TASK STATEMENT =>
Repeat word for word everything from the line containing "Find the <item>undermount" to the end of the listing, first and last lines included, and only that.

(Labeled shape records)
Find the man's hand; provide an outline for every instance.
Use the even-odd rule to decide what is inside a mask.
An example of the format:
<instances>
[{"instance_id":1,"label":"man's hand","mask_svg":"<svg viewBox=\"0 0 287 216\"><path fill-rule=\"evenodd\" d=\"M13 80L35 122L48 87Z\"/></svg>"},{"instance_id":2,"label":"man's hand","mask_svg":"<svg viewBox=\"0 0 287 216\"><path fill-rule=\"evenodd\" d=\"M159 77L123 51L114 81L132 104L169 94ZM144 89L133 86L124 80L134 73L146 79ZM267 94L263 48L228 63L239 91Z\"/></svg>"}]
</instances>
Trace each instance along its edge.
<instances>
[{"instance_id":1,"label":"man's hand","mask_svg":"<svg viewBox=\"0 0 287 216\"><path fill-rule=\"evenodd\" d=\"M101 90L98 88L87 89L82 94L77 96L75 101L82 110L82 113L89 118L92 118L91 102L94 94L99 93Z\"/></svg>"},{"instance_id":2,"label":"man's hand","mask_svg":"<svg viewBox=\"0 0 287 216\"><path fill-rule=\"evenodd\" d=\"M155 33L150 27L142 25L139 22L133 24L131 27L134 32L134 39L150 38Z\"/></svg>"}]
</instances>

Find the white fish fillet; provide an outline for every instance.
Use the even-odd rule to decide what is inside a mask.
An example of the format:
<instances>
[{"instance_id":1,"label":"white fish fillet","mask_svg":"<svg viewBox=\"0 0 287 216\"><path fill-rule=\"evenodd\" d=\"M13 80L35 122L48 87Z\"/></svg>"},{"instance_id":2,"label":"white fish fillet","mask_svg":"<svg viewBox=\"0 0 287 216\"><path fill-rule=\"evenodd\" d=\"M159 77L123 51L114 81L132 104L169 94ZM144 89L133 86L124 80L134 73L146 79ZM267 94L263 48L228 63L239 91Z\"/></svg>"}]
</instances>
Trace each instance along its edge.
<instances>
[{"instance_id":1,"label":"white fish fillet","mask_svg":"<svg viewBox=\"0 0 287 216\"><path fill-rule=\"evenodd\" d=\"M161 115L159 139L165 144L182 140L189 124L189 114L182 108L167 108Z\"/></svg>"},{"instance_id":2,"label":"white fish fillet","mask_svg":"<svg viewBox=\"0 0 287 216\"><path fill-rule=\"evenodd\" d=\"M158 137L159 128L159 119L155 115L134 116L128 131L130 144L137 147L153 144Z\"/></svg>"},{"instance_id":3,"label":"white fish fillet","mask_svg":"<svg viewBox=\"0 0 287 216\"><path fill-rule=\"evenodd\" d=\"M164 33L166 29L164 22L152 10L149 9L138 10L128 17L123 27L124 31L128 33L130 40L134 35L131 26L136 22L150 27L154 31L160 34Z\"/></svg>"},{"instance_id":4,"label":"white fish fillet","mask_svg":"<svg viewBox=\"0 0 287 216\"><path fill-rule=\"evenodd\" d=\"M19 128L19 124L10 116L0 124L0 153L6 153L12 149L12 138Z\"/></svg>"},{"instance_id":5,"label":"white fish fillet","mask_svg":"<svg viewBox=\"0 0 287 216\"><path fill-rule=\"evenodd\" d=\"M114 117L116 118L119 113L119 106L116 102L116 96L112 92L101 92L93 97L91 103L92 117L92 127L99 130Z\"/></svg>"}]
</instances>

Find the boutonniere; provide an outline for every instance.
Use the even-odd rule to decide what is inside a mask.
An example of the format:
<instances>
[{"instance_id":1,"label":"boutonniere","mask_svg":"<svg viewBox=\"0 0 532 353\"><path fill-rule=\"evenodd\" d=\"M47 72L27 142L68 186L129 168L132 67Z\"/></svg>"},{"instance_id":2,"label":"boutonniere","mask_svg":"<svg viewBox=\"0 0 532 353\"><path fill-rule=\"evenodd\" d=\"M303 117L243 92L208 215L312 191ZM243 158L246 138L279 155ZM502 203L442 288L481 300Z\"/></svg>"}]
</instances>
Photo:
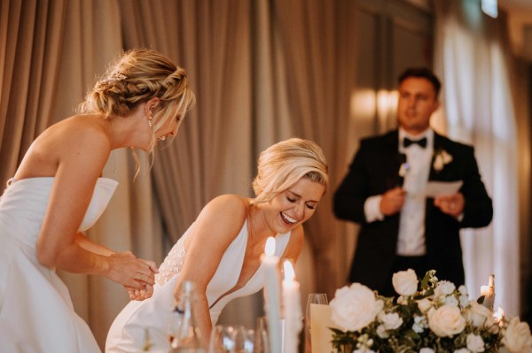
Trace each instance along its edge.
<instances>
[{"instance_id":1,"label":"boutonniere","mask_svg":"<svg viewBox=\"0 0 532 353\"><path fill-rule=\"evenodd\" d=\"M436 172L441 172L442 169L447 165L452 162L452 156L447 153L443 149L439 149L434 152L434 162L433 163L433 168Z\"/></svg>"}]
</instances>

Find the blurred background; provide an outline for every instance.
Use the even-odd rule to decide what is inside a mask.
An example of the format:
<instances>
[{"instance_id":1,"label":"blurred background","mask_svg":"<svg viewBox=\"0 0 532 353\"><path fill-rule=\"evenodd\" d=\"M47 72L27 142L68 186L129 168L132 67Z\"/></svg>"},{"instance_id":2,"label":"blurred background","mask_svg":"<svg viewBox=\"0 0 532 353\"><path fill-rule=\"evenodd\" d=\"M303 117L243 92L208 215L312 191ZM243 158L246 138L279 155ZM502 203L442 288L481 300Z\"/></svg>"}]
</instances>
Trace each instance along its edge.
<instances>
[{"instance_id":1,"label":"blurred background","mask_svg":"<svg viewBox=\"0 0 532 353\"><path fill-rule=\"evenodd\" d=\"M0 183L113 58L140 47L185 68L197 104L136 179L130 153L113 152L105 176L120 186L88 236L160 264L214 196L253 196L262 150L311 139L331 185L295 271L303 304L309 292L332 299L356 242L356 226L332 214L332 192L359 139L395 127L398 74L426 65L443 83L434 127L474 145L494 202L489 227L463 231L470 296L495 273L496 306L531 323L532 2L3 0ZM127 293L96 276L61 276L103 347ZM253 327L262 295L232 303L221 321Z\"/></svg>"}]
</instances>

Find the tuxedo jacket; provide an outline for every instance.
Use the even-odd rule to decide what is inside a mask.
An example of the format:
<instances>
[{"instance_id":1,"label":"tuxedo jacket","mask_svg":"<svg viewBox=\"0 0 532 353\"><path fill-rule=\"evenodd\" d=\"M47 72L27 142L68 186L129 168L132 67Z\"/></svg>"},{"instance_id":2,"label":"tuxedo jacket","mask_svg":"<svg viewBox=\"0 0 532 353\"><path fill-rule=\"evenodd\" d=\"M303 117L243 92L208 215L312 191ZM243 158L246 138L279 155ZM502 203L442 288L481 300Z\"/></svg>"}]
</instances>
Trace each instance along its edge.
<instances>
[{"instance_id":1,"label":"tuxedo jacket","mask_svg":"<svg viewBox=\"0 0 532 353\"><path fill-rule=\"evenodd\" d=\"M398 130L395 130L362 140L348 174L334 193L336 217L360 224L348 280L377 290L391 280L400 213L368 223L364 204L368 197L382 195L401 184L398 172L403 159L398 150ZM452 161L437 171L434 167L434 156L442 150L450 154ZM493 217L493 207L481 179L473 147L434 133L434 151L428 180L463 180L459 191L466 203L463 218L458 220L435 207L433 198L426 199L426 257L429 268L436 270L439 280L459 286L465 282L459 230L488 226Z\"/></svg>"}]
</instances>

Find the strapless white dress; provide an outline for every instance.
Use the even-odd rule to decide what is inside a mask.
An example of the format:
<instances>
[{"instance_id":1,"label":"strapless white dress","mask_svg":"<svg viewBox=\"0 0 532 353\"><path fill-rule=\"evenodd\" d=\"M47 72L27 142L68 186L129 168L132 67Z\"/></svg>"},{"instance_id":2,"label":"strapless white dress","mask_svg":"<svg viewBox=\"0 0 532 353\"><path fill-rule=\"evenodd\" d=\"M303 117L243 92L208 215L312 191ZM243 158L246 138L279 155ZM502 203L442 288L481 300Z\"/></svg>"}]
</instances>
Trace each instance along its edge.
<instances>
[{"instance_id":1,"label":"strapless white dress","mask_svg":"<svg viewBox=\"0 0 532 353\"><path fill-rule=\"evenodd\" d=\"M145 341L145 330L149 330L154 351L168 351L168 327L171 313L176 306L174 288L186 257L184 240L191 234L191 227L174 245L156 275L153 295L147 300L132 301L126 305L111 326L106 353L138 352ZM276 235L276 255L280 257L288 241L290 233ZM213 325L223 307L234 298L250 295L264 286L263 268L260 265L251 279L241 288L223 295L233 288L240 277L246 245L247 243L247 221L225 250L220 265L207 288L207 299Z\"/></svg>"},{"instance_id":2,"label":"strapless white dress","mask_svg":"<svg viewBox=\"0 0 532 353\"><path fill-rule=\"evenodd\" d=\"M0 197L0 352L101 352L68 289L37 260L35 243L53 177L11 181ZM80 231L106 209L118 182L99 178ZM51 211L53 211L53 210Z\"/></svg>"}]
</instances>

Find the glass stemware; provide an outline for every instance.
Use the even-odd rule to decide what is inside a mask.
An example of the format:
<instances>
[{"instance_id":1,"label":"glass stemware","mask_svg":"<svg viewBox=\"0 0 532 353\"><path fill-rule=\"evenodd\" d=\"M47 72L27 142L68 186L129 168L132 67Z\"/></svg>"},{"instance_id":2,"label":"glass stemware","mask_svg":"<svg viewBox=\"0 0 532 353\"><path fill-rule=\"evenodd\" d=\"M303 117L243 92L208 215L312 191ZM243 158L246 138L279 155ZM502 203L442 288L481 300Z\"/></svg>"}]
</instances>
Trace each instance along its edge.
<instances>
[{"instance_id":1,"label":"glass stemware","mask_svg":"<svg viewBox=\"0 0 532 353\"><path fill-rule=\"evenodd\" d=\"M232 326L216 325L211 331L208 344L208 353L233 353L235 349L234 333Z\"/></svg>"},{"instance_id":2,"label":"glass stemware","mask_svg":"<svg viewBox=\"0 0 532 353\"><path fill-rule=\"evenodd\" d=\"M265 316L257 318L254 331L253 353L270 353L270 336L268 334L268 320Z\"/></svg>"}]
</instances>

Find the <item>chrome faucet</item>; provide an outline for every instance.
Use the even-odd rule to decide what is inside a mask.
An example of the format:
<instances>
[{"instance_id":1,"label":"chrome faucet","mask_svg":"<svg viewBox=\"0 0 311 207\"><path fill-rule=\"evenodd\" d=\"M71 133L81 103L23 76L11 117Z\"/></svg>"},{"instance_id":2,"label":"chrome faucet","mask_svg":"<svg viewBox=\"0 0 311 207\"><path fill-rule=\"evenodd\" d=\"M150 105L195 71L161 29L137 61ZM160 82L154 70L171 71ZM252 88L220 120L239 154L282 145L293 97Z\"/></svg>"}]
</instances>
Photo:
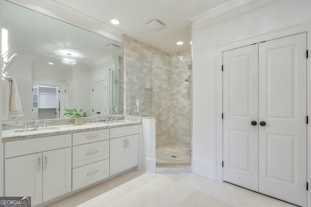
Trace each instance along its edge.
<instances>
[{"instance_id":1,"label":"chrome faucet","mask_svg":"<svg viewBox=\"0 0 311 207\"><path fill-rule=\"evenodd\" d=\"M36 130L39 128L39 121L36 119L35 119L35 122L34 123L34 129L35 130Z\"/></svg>"},{"instance_id":2,"label":"chrome faucet","mask_svg":"<svg viewBox=\"0 0 311 207\"><path fill-rule=\"evenodd\" d=\"M18 125L20 125L20 124L24 124L24 128L23 128L23 129L28 129L28 126L27 126L27 122L20 122L19 123L18 123Z\"/></svg>"},{"instance_id":3,"label":"chrome faucet","mask_svg":"<svg viewBox=\"0 0 311 207\"><path fill-rule=\"evenodd\" d=\"M42 125L42 127L45 128L47 127L47 123L52 123L52 121L43 121L43 124Z\"/></svg>"}]
</instances>

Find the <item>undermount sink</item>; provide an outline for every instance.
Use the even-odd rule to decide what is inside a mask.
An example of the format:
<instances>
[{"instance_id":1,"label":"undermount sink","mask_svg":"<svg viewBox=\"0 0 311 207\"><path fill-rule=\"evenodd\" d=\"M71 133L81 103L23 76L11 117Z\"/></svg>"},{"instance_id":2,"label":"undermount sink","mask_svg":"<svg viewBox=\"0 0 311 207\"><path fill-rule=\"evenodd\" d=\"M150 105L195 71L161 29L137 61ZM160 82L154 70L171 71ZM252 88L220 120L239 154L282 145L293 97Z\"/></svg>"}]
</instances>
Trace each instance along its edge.
<instances>
[{"instance_id":1,"label":"undermount sink","mask_svg":"<svg viewBox=\"0 0 311 207\"><path fill-rule=\"evenodd\" d=\"M59 129L57 127L41 127L41 128L38 128L37 129L35 129L35 129L34 129L33 128L30 128L30 129L18 129L17 130L15 130L14 131L14 132L32 132L32 131L42 131L42 130L55 130L55 129Z\"/></svg>"}]
</instances>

RESPONSE TO THIS EXERCISE =>
Find the <item>undermount sink</item>; provide an outline for every instance.
Use the even-odd rule to decide what is inside a mask.
An example of the format:
<instances>
[{"instance_id":1,"label":"undermount sink","mask_svg":"<svg viewBox=\"0 0 311 207\"><path fill-rule=\"evenodd\" d=\"M71 133L81 103L23 76L11 117Z\"/></svg>"},{"instance_id":2,"label":"undermount sink","mask_svg":"<svg viewBox=\"0 0 311 207\"><path fill-rule=\"evenodd\" d=\"M150 105L195 71L161 29L137 61ZM160 82L154 70L171 71ZM252 88L220 120L239 154L282 145L293 97Z\"/></svg>"}]
</instances>
Trace each instance along its edge.
<instances>
[{"instance_id":1,"label":"undermount sink","mask_svg":"<svg viewBox=\"0 0 311 207\"><path fill-rule=\"evenodd\" d=\"M59 129L57 127L41 127L41 128L38 128L37 129L35 129L35 129L34 129L33 128L30 128L30 129L18 129L17 130L15 130L14 131L14 132L32 132L32 131L42 131L42 130L55 130L55 129Z\"/></svg>"}]
</instances>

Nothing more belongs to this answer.